Please output the material below as a JSON list of strings, one string per line, with blank lines and pictures left out.

————

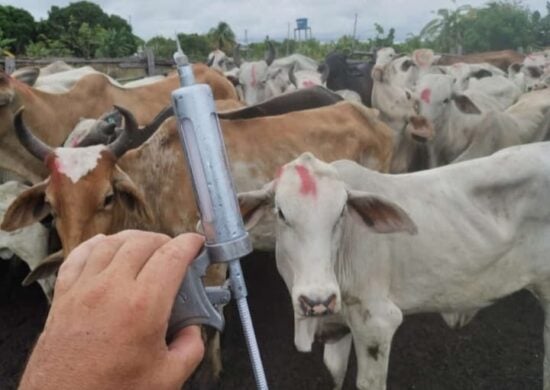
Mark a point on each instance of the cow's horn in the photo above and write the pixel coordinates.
(131, 136)
(270, 55)
(33, 145)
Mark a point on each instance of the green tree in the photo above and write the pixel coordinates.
(18, 26)
(86, 31)
(196, 46)
(222, 37)
(446, 31)
(162, 47)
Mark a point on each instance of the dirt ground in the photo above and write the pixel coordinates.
(501, 349)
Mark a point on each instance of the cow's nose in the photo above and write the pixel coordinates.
(311, 307)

————

**Result of the task:**
[
  "Mark a point on each instance of the cow's horn in the photo above and write the pixel coordinates.",
  "(131, 136)",
  "(270, 55)",
  "(33, 145)",
  "Mark a point on each instance of the green tree in the photo above and write the pixel coordinates.",
  "(18, 26)",
  "(86, 31)",
  "(196, 46)",
  "(222, 37)",
  "(446, 31)",
  "(162, 47)",
  "Mark a point on each instance of the dirt ground in the photo above and write the pixel coordinates.",
  "(501, 349)",
  "Mark a point on each instance of the cow's nose in the photo above and write the pixel coordinates.",
  "(311, 307)"
]